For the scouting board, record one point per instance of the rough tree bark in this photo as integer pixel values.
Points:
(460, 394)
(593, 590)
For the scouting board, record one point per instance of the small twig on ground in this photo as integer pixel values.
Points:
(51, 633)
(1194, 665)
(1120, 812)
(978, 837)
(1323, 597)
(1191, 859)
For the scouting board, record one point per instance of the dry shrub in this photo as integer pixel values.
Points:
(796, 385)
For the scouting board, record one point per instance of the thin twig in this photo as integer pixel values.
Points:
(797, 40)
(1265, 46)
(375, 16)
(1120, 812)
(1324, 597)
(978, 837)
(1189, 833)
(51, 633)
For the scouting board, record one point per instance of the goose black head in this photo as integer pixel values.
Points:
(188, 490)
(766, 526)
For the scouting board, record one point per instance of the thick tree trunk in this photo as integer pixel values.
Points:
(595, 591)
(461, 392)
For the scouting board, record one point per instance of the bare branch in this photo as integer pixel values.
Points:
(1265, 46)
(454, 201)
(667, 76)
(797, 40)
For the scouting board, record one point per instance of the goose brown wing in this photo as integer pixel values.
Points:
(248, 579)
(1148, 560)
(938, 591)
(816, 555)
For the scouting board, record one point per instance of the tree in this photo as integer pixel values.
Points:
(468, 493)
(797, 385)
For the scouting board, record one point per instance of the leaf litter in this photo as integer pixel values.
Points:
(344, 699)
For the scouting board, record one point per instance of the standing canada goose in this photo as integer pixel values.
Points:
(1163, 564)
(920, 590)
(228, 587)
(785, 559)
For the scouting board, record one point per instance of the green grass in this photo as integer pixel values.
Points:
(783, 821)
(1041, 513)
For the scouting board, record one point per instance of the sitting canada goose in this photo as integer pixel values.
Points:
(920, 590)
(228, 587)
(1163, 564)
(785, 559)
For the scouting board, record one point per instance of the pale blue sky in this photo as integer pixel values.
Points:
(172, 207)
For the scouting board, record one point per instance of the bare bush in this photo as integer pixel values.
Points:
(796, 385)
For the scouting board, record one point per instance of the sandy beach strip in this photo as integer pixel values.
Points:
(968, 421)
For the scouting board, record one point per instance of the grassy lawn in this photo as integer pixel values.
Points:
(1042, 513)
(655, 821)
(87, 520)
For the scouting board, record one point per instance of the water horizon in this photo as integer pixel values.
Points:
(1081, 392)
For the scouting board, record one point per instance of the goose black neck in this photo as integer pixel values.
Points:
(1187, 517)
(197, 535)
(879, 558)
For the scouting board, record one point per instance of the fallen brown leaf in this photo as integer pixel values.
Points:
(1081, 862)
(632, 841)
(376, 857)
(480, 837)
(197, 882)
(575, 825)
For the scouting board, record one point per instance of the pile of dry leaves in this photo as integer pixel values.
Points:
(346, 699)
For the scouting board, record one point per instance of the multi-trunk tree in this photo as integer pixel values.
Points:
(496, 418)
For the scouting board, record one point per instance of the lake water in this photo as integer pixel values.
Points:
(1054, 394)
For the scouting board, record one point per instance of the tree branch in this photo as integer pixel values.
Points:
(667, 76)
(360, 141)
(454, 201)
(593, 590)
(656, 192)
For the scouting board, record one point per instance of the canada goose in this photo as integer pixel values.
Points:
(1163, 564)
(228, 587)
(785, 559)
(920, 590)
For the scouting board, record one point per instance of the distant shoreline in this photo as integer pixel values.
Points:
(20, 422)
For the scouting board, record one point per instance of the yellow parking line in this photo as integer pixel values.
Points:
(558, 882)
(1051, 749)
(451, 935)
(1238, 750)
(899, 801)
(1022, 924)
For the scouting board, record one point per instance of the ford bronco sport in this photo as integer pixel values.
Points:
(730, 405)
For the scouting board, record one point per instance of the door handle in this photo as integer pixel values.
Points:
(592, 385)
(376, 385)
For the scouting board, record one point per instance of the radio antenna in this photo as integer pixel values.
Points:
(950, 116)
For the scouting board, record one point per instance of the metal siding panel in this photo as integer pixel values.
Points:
────────────────
- What you should do -
Rewrite all of the entries above with "scouting board" changed to "field tally" wherever it occurs, keeping every other word, number, and line unchanged.

- Exercise result -
For the field tally, record one point per instance of the rough tree bark in this photo as integer pixel values.
Points:
(460, 394)
(593, 590)
For the field tally, record one point per instance of the small twig on ground in this photo as integer pixel values.
Points:
(51, 633)
(1194, 665)
(1120, 812)
(978, 837)
(1323, 597)
(1191, 859)
For the field tally, record one point per instance of the dry shrub in this photo as integer pixel values.
Points:
(796, 385)
For the field tally, record one point per instance of the thin twig in this photo as integer pixel values.
Points:
(797, 40)
(1265, 46)
(375, 16)
(1120, 812)
(1324, 597)
(978, 837)
(1189, 833)
(51, 633)
For the field tally, record one point per instance of the goose black head in this photo as integer pixel values.
Points:
(188, 490)
(766, 526)
For the field tally, record one point per instance of the thick tree trunk in this photo as integer pixel values.
Points:
(595, 591)
(461, 392)
For the field tally, record one point per instance of the bare branch in this photo as integer pixel values.
Points:
(1265, 46)
(454, 201)
(667, 76)
(797, 40)
For the field tally, record one point per instance of the goose brown wing in this photo as integer pixel values.
Points:
(248, 579)
(1148, 560)
(938, 591)
(816, 555)
For the field tally, record one point per instance of the tree in this photo as integer pixel values.
Points:
(468, 493)
(797, 385)
For the field tally, record one point per instance of the leaf litter in this photo as integer pixel values.
Points:
(344, 699)
For the field tally, record one point per instance of the standing canada goose in this photo as integer pixel values.
Points:
(1163, 564)
(920, 590)
(228, 587)
(785, 559)
For the field tally, record one point per instance of the green grass in this photo as integer pixel values.
Points:
(783, 821)
(1041, 513)
For the field tally, record one point per instance of the sitting canada goose in this photo as integer pixel values.
Points:
(920, 590)
(228, 587)
(1163, 564)
(785, 559)
For the field tally, record one point per instance of the pale blue sky in this photo as integer pixel values.
Points:
(172, 207)
For the field tally, record one point per instance of the bare bush in this photo as integer pixel values.
Points:
(796, 385)
For the field tally, record one point per instance of the sandy beach strip in this photo as integer pixel values.
Points:
(968, 421)
For the field tally, record one point per instance of the grassy lawn in this photo as integer pixel values.
Points:
(1042, 513)
(655, 821)
(87, 520)
For the field tally, record one point per instance of the water horizon in this photo as integer pixel values.
Points:
(1081, 392)
For the field tally, record one point per instance of the goose black neck in this photo as integer pixel values.
Points:
(1187, 517)
(197, 535)
(879, 558)
For the field tally, record one point per instance of the fallen brown leaf in this photo as integer pixel values.
Points:
(1081, 862)
(632, 841)
(376, 857)
(480, 837)
(197, 882)
(575, 825)
For the field tally, record one point per instance of the pile of dry leaves in this photo as integer pixel values.
Points:
(346, 699)
For the field tally, record one point per instance of the multi-trunk tree in this photo as integer pixel values.
Points:
(496, 418)
For the field tally, record one point per instance of the lake water in this photo as integer pixel values.
Points:
(1054, 394)
For the field tally, record one point per instance of the tree branch in this photo as integer pixel values.
Points:
(667, 76)
(360, 141)
(454, 201)
(593, 590)
(656, 192)
For the field tally, record one point per instance of the canada goose in this photo as integer pixel values.
Points:
(1163, 564)
(228, 587)
(785, 559)
(920, 590)
For the field tally, record one point per instance of the distant shoreline in this photo as integer pixel values.
Points:
(20, 422)
For the field tally, record one point per instance of the yellow parking line in this photo as integer pixel values.
Points:
(558, 882)
(1051, 749)
(451, 935)
(1238, 750)
(899, 801)
(1022, 924)
For the field tally, record one point per instance of the ford bronco sport in this photo as integer pixel values.
Points:
(730, 405)
For the field tally, record one point per instance of the door handle in this photo as integer pixel values.
Points:
(592, 385)
(376, 385)
For the field tally, record one point per instance of the radio antenna in this photo as integer pixel values.
Points:
(950, 116)
For the field tally, record one point per instance of the metal siding panel in this photo as integer pixel values.
Points:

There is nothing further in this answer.